◆ Task to carry out ◆
Write out the entries, please, from the line containing "One keypoint belongs on each instance. Indicate the crowd" through their final line, exactly and with nothing else.

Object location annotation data
+--

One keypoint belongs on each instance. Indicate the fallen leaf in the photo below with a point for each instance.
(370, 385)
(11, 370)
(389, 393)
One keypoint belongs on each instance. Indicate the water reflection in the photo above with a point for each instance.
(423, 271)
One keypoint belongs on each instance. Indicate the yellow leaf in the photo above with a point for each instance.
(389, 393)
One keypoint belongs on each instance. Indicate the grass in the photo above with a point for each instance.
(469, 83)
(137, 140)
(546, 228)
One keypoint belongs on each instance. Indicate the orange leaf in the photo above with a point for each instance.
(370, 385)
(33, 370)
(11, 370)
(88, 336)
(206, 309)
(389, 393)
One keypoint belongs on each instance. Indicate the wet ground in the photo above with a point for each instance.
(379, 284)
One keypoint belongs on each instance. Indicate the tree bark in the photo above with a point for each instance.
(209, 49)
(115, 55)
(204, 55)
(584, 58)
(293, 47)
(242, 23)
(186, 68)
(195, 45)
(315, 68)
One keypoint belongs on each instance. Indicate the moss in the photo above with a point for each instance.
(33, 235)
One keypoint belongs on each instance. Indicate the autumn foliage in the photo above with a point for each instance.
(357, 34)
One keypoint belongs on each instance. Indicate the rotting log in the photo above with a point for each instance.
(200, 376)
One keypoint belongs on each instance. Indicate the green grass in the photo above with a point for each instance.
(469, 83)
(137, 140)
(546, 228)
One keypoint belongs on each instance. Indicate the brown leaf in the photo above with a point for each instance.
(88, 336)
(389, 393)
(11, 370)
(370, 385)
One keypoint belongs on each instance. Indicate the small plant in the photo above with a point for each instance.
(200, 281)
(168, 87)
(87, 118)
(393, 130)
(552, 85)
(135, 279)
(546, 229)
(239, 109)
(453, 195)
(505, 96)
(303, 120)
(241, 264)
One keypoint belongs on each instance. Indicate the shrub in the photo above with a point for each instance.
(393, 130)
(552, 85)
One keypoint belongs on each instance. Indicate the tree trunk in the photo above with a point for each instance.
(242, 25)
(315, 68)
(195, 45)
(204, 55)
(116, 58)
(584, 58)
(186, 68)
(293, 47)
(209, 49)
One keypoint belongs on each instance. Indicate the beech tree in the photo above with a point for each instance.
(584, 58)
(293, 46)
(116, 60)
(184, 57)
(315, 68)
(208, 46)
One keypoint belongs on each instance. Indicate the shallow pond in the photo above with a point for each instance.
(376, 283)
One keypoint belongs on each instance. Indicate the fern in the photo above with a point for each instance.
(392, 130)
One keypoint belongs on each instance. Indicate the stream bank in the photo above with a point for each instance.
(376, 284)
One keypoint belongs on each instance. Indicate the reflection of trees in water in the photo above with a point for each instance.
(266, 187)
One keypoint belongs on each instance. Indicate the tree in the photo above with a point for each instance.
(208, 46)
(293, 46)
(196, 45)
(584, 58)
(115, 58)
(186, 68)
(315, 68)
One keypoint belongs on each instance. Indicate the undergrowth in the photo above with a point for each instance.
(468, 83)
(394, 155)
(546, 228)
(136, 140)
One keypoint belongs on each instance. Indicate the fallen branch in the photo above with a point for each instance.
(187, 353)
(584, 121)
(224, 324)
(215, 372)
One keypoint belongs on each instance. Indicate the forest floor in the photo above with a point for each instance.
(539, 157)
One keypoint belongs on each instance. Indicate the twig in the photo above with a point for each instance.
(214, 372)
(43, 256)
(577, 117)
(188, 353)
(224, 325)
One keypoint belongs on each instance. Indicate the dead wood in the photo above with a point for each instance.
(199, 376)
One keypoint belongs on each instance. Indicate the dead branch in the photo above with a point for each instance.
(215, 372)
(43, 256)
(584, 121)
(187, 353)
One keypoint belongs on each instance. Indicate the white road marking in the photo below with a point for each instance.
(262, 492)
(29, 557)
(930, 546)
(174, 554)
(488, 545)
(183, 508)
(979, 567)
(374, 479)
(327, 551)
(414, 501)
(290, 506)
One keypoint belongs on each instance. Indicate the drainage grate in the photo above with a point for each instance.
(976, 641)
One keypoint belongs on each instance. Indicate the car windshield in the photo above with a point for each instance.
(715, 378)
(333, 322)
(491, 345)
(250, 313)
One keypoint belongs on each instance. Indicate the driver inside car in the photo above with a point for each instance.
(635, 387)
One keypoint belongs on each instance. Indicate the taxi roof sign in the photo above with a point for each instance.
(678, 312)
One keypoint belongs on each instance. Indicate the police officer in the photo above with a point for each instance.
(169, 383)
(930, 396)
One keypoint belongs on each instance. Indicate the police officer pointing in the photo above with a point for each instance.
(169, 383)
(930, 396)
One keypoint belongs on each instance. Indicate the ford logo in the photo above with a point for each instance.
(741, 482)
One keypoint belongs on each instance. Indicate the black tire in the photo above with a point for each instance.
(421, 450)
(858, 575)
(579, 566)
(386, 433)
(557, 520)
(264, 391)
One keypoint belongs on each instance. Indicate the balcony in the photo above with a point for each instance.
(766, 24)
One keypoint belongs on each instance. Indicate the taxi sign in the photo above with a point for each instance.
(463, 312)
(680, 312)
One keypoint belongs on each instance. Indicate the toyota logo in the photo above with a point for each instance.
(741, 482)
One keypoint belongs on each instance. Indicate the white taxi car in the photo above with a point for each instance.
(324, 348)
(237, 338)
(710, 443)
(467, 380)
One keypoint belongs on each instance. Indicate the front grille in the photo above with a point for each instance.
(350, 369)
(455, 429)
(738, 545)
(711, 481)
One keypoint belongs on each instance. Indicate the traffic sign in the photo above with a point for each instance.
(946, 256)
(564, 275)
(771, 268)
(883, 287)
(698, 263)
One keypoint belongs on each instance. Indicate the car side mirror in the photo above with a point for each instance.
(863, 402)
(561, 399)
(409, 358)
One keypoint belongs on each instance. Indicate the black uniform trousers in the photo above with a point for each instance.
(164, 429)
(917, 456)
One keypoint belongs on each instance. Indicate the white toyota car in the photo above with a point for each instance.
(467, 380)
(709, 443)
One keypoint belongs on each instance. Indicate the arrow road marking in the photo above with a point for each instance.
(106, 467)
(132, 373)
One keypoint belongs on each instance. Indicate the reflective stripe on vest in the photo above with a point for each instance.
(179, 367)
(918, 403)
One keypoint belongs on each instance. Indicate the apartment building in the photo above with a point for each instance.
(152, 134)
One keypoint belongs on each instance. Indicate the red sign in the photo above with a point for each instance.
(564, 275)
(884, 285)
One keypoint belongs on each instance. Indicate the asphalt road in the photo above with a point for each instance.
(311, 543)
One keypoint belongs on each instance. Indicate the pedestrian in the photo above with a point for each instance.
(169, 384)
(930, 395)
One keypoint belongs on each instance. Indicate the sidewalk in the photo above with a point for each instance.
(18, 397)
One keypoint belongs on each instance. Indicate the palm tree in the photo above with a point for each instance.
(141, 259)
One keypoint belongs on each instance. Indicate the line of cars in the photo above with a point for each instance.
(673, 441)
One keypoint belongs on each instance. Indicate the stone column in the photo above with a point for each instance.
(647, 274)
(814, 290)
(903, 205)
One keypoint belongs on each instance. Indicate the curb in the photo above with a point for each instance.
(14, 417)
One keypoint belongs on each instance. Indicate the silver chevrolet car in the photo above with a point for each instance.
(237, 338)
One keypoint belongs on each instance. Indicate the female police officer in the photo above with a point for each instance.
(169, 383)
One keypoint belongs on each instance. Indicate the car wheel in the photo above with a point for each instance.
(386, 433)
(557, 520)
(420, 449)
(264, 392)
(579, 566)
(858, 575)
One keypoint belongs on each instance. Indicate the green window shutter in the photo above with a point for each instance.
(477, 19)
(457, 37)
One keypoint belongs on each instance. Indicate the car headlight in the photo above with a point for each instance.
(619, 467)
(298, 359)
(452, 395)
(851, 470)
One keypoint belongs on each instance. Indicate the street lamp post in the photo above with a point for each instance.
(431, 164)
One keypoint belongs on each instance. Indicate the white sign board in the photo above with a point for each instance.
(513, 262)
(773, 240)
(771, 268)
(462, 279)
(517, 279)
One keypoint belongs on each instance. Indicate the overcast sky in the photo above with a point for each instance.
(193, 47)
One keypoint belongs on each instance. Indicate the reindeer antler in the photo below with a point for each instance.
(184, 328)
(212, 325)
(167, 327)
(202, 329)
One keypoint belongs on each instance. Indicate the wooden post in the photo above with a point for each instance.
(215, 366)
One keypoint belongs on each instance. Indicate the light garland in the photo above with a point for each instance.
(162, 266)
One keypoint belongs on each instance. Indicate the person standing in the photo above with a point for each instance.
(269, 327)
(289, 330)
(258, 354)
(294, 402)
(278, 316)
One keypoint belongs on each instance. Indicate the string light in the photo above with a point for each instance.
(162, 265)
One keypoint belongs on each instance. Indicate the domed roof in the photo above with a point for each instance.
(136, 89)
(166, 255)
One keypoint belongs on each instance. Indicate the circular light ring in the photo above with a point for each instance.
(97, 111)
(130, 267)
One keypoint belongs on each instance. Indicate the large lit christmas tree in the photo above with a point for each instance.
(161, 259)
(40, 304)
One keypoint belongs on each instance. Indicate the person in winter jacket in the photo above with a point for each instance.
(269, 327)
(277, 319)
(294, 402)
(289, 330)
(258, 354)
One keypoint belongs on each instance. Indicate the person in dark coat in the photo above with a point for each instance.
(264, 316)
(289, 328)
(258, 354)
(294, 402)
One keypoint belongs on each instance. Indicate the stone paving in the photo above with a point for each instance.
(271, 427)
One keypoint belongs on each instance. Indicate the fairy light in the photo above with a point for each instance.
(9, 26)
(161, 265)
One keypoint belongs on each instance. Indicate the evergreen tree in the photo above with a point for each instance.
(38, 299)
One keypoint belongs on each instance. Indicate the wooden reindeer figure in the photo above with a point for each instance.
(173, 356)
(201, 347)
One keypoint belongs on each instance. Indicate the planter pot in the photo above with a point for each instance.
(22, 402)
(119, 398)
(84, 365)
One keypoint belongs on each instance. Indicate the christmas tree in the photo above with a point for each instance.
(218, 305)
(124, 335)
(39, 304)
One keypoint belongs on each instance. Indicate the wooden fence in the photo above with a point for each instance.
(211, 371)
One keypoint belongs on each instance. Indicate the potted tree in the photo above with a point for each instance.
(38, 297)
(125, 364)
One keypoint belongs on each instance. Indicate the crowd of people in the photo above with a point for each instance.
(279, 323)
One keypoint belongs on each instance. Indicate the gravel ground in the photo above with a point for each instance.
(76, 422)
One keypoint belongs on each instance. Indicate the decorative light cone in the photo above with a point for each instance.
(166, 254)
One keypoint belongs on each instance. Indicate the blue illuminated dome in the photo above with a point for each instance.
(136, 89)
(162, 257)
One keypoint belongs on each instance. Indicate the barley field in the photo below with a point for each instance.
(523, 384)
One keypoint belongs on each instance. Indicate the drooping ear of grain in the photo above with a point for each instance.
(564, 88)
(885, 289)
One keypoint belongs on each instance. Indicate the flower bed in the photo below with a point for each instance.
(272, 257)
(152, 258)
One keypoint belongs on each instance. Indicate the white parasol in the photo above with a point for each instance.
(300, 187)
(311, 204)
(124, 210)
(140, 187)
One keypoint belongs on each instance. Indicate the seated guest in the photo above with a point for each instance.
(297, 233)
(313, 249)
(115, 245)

+--

◆ Task result ◆
One keypoint belongs on each instance. Indicate the crowd of people in the photo above with a point for each instance.
(279, 323)
One keypoint belongs on each instance. Indicate the gravel ground in the photo above with a point for each instance.
(76, 422)
One keypoint belongs on each instance. Indicate the decorative light cone in the photo above with a point for each instance.
(166, 254)
One keypoint belongs on each instance. Indicate the blue illuminated dome in the photo above with a point for each instance.
(136, 89)
(162, 257)
One keypoint belongs on each instance. Indicate the barley field in the photo below with a point for each instance.
(523, 384)
One keypoint belongs on each instance. Indicate the drooping ear of grain in the photo above with a point for each instance.
(564, 88)
(885, 289)
One keypoint belongs on each instance. Indicate the flower bed in the photo below with a point for each instance.
(272, 257)
(152, 258)
One keypoint belongs on each instance. Indicate the white parasol in the photo above with a point for each instance.
(300, 187)
(311, 204)
(124, 210)
(140, 187)
One keypoint belongs on each instance. Indicate the seated guest in the photo above with a point for each instance.
(297, 233)
(313, 249)
(115, 245)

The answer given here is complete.